» Exercise objective: Show every line of the records below that contains the word "above", copying each such line in full.

begin

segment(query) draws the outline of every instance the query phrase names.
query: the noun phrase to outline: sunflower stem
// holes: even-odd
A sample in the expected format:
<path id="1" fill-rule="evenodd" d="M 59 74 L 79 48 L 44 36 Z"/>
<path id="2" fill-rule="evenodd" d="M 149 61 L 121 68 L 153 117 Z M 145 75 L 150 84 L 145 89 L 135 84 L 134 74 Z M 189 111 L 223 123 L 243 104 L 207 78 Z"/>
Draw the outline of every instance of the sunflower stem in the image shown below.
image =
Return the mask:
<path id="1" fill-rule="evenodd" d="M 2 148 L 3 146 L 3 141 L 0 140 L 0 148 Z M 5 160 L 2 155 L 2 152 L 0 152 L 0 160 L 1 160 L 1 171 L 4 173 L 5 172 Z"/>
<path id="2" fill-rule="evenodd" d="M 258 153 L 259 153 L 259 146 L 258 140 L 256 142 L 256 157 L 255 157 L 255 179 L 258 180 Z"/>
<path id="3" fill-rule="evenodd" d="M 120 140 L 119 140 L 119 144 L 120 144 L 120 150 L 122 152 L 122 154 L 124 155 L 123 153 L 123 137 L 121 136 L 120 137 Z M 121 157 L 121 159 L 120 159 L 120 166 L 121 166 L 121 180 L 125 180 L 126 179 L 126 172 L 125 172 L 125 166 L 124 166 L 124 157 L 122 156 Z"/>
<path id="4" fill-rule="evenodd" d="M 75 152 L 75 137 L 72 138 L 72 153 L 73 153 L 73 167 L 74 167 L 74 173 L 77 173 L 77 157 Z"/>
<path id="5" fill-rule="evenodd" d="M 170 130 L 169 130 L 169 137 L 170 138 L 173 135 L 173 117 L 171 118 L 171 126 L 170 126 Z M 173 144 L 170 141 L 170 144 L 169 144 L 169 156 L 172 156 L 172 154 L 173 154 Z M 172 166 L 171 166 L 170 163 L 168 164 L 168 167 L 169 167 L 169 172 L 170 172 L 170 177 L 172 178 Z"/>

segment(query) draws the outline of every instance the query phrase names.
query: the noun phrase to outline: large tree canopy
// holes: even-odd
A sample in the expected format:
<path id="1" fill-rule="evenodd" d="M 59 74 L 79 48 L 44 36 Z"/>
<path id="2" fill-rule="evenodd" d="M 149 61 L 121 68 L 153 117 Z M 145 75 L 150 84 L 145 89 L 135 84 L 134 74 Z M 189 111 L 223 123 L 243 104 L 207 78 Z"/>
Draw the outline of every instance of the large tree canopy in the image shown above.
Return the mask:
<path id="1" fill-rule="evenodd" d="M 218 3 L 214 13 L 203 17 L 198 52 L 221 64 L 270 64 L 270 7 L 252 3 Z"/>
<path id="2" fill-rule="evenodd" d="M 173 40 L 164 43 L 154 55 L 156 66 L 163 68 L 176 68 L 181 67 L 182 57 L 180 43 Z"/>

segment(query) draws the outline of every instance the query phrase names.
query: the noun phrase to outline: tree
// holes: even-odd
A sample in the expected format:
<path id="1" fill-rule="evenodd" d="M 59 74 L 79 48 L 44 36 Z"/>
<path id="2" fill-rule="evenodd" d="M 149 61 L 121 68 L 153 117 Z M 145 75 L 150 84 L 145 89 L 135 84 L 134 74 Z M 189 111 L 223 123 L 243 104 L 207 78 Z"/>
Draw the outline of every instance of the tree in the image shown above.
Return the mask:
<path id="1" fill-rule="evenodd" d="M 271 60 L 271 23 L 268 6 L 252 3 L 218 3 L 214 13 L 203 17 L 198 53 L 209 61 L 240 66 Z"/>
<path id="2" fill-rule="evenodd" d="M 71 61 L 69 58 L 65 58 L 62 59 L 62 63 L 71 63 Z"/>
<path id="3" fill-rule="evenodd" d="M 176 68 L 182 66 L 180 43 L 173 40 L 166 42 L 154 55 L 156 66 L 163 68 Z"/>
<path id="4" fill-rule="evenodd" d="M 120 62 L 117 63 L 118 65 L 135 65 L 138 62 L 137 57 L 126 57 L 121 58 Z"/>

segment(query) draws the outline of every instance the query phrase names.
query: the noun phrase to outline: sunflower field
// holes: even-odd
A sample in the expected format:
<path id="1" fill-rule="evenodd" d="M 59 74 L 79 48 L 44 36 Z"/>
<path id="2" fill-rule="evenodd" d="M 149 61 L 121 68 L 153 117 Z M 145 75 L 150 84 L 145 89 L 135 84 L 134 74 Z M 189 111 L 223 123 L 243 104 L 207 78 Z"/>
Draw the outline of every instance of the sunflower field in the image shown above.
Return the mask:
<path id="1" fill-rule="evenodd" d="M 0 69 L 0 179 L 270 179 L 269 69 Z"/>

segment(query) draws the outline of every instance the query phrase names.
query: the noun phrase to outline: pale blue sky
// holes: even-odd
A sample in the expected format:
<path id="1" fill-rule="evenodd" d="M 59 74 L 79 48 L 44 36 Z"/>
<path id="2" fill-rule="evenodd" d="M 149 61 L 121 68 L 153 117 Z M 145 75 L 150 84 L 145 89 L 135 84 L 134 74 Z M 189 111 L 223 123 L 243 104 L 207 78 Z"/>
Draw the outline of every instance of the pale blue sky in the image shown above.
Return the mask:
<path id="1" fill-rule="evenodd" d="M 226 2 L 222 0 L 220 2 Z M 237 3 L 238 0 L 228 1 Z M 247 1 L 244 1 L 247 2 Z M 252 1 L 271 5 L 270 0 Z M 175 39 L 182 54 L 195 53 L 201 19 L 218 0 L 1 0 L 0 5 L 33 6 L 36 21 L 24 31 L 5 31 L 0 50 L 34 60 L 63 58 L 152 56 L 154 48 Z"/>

end

» Task solution:
Draw the outline of every instance of the large tree canopy in the image shown above.
Draw the outline of every instance of the tree in the image shown above.
Draw the outline of every instance of the sunflower field in the image shown above.
Draw the outline of every instance of the pale blue sky in the image shown above.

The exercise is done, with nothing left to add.